_Task instructions_: Copy the lines below as they are; omit the images they contain.

[Records for processing — start]

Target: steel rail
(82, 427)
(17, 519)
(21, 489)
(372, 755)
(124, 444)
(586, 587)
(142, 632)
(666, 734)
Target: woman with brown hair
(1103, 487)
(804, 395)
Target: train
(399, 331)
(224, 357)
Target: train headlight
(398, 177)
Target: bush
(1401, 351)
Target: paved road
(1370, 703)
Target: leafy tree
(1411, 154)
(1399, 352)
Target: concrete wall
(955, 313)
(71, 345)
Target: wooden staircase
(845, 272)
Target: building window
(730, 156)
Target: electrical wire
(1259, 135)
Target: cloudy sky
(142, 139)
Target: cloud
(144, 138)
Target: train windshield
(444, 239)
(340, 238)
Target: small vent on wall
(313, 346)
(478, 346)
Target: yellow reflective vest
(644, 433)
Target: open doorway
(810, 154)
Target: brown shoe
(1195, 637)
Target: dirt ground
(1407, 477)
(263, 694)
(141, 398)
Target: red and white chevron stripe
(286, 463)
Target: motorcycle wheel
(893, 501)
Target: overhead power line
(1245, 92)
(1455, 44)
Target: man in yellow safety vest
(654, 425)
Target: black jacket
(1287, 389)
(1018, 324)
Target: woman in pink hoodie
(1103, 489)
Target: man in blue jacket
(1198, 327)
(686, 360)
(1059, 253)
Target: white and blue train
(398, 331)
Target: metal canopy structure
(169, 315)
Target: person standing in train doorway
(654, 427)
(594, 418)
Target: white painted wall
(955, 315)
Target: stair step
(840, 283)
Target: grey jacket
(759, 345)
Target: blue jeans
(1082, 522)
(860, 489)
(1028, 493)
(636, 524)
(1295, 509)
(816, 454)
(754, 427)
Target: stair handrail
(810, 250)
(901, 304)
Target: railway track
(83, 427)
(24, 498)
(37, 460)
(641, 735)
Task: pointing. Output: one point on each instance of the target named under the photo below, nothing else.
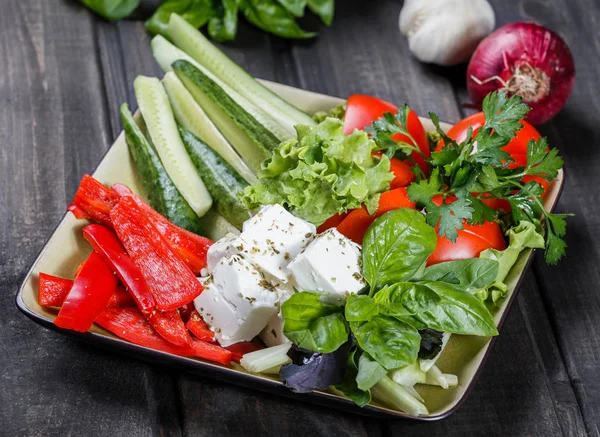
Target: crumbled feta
(331, 265)
(272, 238)
(237, 301)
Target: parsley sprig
(463, 175)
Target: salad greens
(407, 308)
(274, 16)
(321, 173)
(478, 168)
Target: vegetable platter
(461, 357)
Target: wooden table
(64, 74)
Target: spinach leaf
(271, 17)
(296, 7)
(457, 312)
(349, 385)
(223, 27)
(369, 372)
(195, 12)
(471, 274)
(112, 10)
(395, 246)
(324, 9)
(310, 370)
(431, 343)
(312, 324)
(391, 342)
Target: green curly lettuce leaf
(321, 173)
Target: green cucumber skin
(262, 137)
(162, 193)
(221, 180)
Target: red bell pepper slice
(93, 200)
(89, 295)
(358, 221)
(167, 323)
(108, 246)
(121, 298)
(170, 280)
(131, 325)
(199, 328)
(53, 290)
(191, 248)
(238, 350)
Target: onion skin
(526, 59)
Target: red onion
(524, 59)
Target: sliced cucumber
(162, 193)
(156, 110)
(222, 181)
(250, 139)
(190, 40)
(166, 54)
(192, 117)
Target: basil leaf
(296, 7)
(405, 298)
(395, 246)
(271, 17)
(324, 9)
(370, 372)
(472, 274)
(312, 324)
(391, 342)
(195, 12)
(223, 27)
(112, 10)
(360, 308)
(457, 312)
(349, 385)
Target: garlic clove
(430, 37)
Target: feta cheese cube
(329, 265)
(226, 246)
(272, 238)
(237, 301)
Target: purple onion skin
(526, 59)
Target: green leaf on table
(395, 246)
(349, 385)
(112, 10)
(312, 324)
(458, 312)
(324, 9)
(471, 274)
(271, 17)
(223, 26)
(391, 342)
(195, 12)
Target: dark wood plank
(54, 127)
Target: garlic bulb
(445, 32)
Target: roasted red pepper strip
(170, 280)
(131, 325)
(199, 328)
(121, 298)
(238, 350)
(89, 295)
(53, 290)
(191, 248)
(93, 200)
(108, 246)
(167, 323)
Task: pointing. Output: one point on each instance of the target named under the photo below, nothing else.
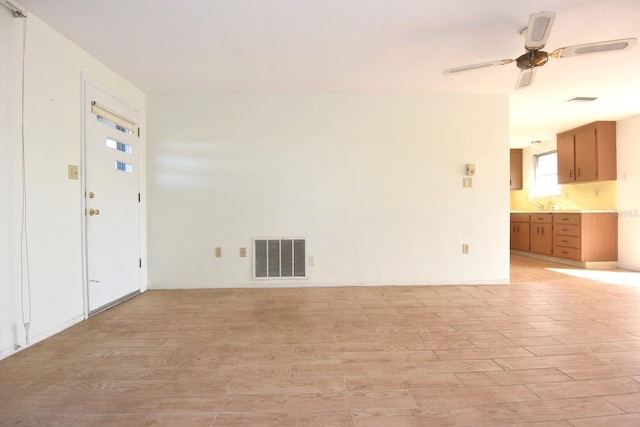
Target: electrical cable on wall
(25, 279)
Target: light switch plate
(72, 171)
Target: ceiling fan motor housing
(532, 59)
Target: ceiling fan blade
(589, 48)
(476, 66)
(526, 77)
(538, 29)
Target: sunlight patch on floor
(618, 277)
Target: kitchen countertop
(568, 211)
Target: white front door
(112, 212)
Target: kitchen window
(546, 175)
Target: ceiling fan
(536, 35)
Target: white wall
(374, 182)
(53, 105)
(628, 149)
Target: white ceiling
(363, 46)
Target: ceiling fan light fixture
(582, 99)
(601, 48)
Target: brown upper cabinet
(587, 153)
(515, 180)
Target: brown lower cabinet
(586, 237)
(519, 235)
(583, 237)
(541, 234)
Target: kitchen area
(564, 198)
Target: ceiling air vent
(582, 99)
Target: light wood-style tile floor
(548, 350)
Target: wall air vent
(582, 99)
(279, 258)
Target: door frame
(88, 80)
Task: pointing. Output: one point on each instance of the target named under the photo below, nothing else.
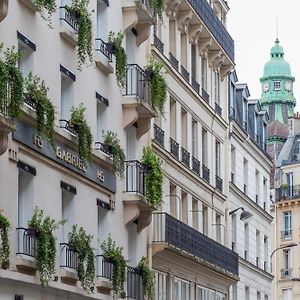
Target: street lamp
(244, 215)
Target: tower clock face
(288, 86)
(266, 87)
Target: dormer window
(277, 85)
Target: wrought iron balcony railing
(205, 173)
(137, 82)
(68, 256)
(104, 267)
(101, 46)
(185, 73)
(159, 136)
(215, 26)
(134, 284)
(219, 183)
(218, 109)
(196, 165)
(174, 62)
(158, 44)
(174, 148)
(185, 157)
(195, 85)
(69, 18)
(205, 95)
(27, 241)
(169, 230)
(135, 177)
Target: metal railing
(27, 241)
(196, 165)
(134, 283)
(218, 109)
(219, 183)
(101, 46)
(286, 234)
(185, 157)
(158, 43)
(205, 173)
(205, 95)
(195, 85)
(104, 267)
(107, 149)
(137, 82)
(135, 177)
(68, 256)
(174, 61)
(159, 135)
(174, 148)
(178, 234)
(185, 73)
(69, 18)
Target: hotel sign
(63, 155)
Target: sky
(252, 25)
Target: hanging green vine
(48, 6)
(158, 85)
(11, 84)
(154, 177)
(114, 255)
(4, 249)
(85, 139)
(115, 43)
(147, 278)
(86, 261)
(110, 138)
(46, 248)
(84, 34)
(36, 91)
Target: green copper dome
(277, 65)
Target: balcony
(158, 44)
(205, 173)
(27, 243)
(140, 16)
(219, 184)
(218, 109)
(136, 205)
(136, 101)
(174, 148)
(185, 74)
(104, 269)
(174, 62)
(196, 165)
(159, 136)
(103, 56)
(185, 157)
(172, 234)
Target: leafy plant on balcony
(158, 6)
(84, 34)
(4, 249)
(111, 139)
(11, 84)
(36, 91)
(147, 278)
(79, 124)
(158, 85)
(86, 261)
(46, 248)
(116, 48)
(46, 5)
(114, 255)
(154, 177)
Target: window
(276, 85)
(160, 286)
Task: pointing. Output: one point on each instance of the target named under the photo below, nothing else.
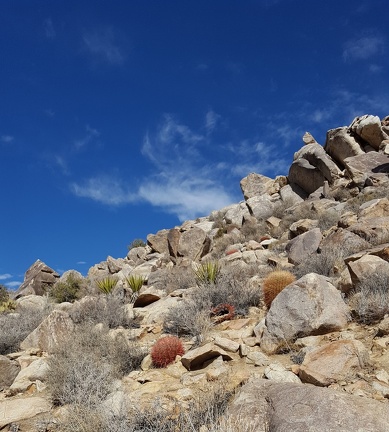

[Records for processing — finish]

_Answer space_:
Target: steel rail
(82, 427)
(17, 519)
(21, 489)
(372, 755)
(124, 444)
(586, 587)
(142, 632)
(666, 734)
Target: woman with brown hair
(1103, 487)
(804, 395)
Target: train
(399, 331)
(224, 357)
Target: train headlight
(398, 177)
Target: bush
(1401, 351)
Target: paved road
(1370, 703)
Target: leafy tree
(1411, 154)
(1399, 352)
Target: concrete wall
(955, 313)
(71, 345)
Target: wooden staircase
(845, 272)
Target: building window
(730, 156)
Target: electrical wire
(1259, 135)
Target: cloudy sky
(142, 139)
Target: cloud
(144, 138)
Target: train windshield
(444, 239)
(340, 238)
Target: small vent on wall
(313, 346)
(478, 346)
Target: yellow reflective vest
(644, 433)
Target: open doorway
(810, 154)
Target: brown shoe
(1195, 637)
Target: dirt ground
(1407, 477)
(263, 694)
(141, 398)
Target: red and white chevron stripe
(286, 463)
Target: motorcycle wheel
(893, 501)
Target: overhead power line
(1245, 92)
(1455, 44)
Target: man in yellow safety vest
(654, 425)
Target: black jacket
(1287, 389)
(1018, 324)
Target: woman in pink hoodie
(1103, 489)
Target: man in blue jacket
(1198, 327)
(686, 360)
(1059, 253)
Target: white and blue train
(398, 331)
Target: metal canopy structure
(169, 315)
Target: person standing in train doorway
(654, 427)
(594, 418)
Target: white painted wall
(955, 315)
Target: stair step
(840, 283)
Target: grey jacket
(759, 345)
Target: blue jeans
(1082, 522)
(860, 489)
(1028, 493)
(636, 524)
(1295, 509)
(816, 454)
(754, 427)
Target: stair handrail
(810, 250)
(901, 304)
Target: railway track
(83, 427)
(24, 498)
(37, 460)
(641, 735)
Task: pointing. Output: one point on each instance of the target named under the photo below, nothing else.
Target: crumbled feta
(331, 265)
(272, 238)
(237, 301)
Target: parsley sprig
(463, 175)
Target: salad greens
(407, 308)
(274, 16)
(321, 173)
(478, 168)
Target: vegetable platter
(461, 357)
Target: wooden table
(64, 74)
Target: spinach leaf
(271, 17)
(296, 7)
(457, 312)
(349, 385)
(223, 27)
(369, 372)
(195, 12)
(471, 274)
(112, 10)
(395, 246)
(324, 9)
(310, 370)
(431, 343)
(312, 324)
(391, 342)
Target: green curly lettuce leaf
(321, 173)
Target: green cucumber skin
(262, 137)
(162, 193)
(221, 180)
Target: red bell pepper slice
(93, 200)
(89, 295)
(358, 221)
(167, 323)
(108, 246)
(121, 298)
(170, 280)
(131, 325)
(199, 328)
(53, 290)
(191, 248)
(238, 350)
Target: onion skin
(526, 59)
Target: red onion
(524, 59)
Target: sliced cucumber
(162, 193)
(156, 110)
(222, 181)
(250, 139)
(190, 40)
(166, 54)
(192, 117)
Target: basil leaf
(296, 7)
(405, 298)
(395, 246)
(271, 17)
(324, 9)
(370, 372)
(472, 274)
(312, 324)
(391, 342)
(195, 12)
(223, 27)
(112, 10)
(360, 308)
(457, 312)
(349, 385)
Target: garlic clove
(430, 37)
Target: feta cheese cube
(329, 265)
(226, 246)
(272, 238)
(237, 301)
Target: purple onion skin
(526, 59)
Target: green leaf on table
(395, 246)
(349, 385)
(112, 10)
(312, 324)
(458, 312)
(324, 9)
(471, 274)
(271, 17)
(223, 26)
(391, 342)
(195, 12)
Target: dark wood plank
(54, 127)
Target: garlic bulb
(445, 32)
Target: roasted red pepper strip
(170, 280)
(131, 325)
(199, 328)
(121, 298)
(238, 350)
(89, 295)
(53, 290)
(191, 248)
(93, 200)
(108, 246)
(167, 323)
Task: pointing. Output: one point on each instance of the target named under the photo below, nothing else.
Target: electrical cable on wall
(25, 279)
Target: light switch plate
(72, 171)
Target: ceiling fan motor housing
(532, 59)
Target: ceiling fan blade
(589, 48)
(476, 66)
(526, 77)
(538, 29)
Target: sunlight patch on floor
(618, 277)
Target: kitchen countertop
(568, 211)
Target: white front door
(112, 212)
Target: kitchen window
(546, 175)
Target: ceiling fan
(536, 35)
Target: white wall
(374, 182)
(53, 105)
(628, 149)
Target: white ceiling
(363, 46)
Target: ceiling fan light fixture
(582, 99)
(601, 48)
Target: brown upper cabinet
(587, 153)
(515, 180)
Target: brown lower cabinet
(586, 237)
(519, 235)
(583, 237)
(541, 234)
Target: kitchen area
(564, 198)
Target: ceiling air vent
(582, 99)
Target: light wood-style tile floor
(548, 350)
Target: wall air vent
(582, 99)
(279, 258)
Target: door frame
(88, 80)
Task: pointing. Output: one point on each instance of the target named under the photo below, nothing else.
Target: street lamp
(244, 215)
Target: tower clock face
(288, 86)
(266, 87)
Target: dormer window
(277, 85)
Target: wrought iron balcony railing
(205, 173)
(137, 82)
(68, 256)
(104, 267)
(101, 46)
(185, 73)
(159, 136)
(215, 26)
(134, 284)
(219, 183)
(218, 109)
(196, 165)
(174, 62)
(158, 44)
(174, 148)
(185, 157)
(195, 85)
(69, 18)
(205, 95)
(27, 241)
(169, 230)
(135, 177)
Target: metal railing
(27, 241)
(196, 165)
(134, 283)
(218, 109)
(219, 183)
(101, 46)
(286, 234)
(185, 157)
(158, 43)
(205, 173)
(205, 95)
(195, 85)
(104, 267)
(107, 149)
(137, 82)
(135, 177)
(68, 256)
(174, 61)
(159, 135)
(174, 148)
(178, 234)
(185, 73)
(69, 18)
Target: hotel sign
(63, 155)
Target: sky
(252, 25)
Target: hanging green vine
(48, 6)
(158, 85)
(11, 84)
(154, 177)
(114, 255)
(4, 249)
(85, 139)
(115, 43)
(147, 278)
(86, 261)
(110, 138)
(46, 248)
(84, 34)
(36, 91)
Target: green copper dome
(277, 65)
Target: balcony
(158, 44)
(205, 173)
(27, 243)
(140, 16)
(219, 184)
(218, 109)
(136, 205)
(136, 101)
(174, 148)
(185, 74)
(104, 269)
(174, 62)
(196, 165)
(159, 136)
(103, 56)
(185, 157)
(172, 234)
Target: leafy plant on balcony
(158, 6)
(84, 34)
(4, 249)
(111, 139)
(11, 84)
(36, 91)
(147, 278)
(79, 124)
(158, 85)
(86, 261)
(46, 248)
(116, 48)
(46, 5)
(114, 255)
(154, 177)
Target: window
(276, 85)
(160, 286)
Task: pointing. Output: one point on each instance of the target named under the photo below, nothing else.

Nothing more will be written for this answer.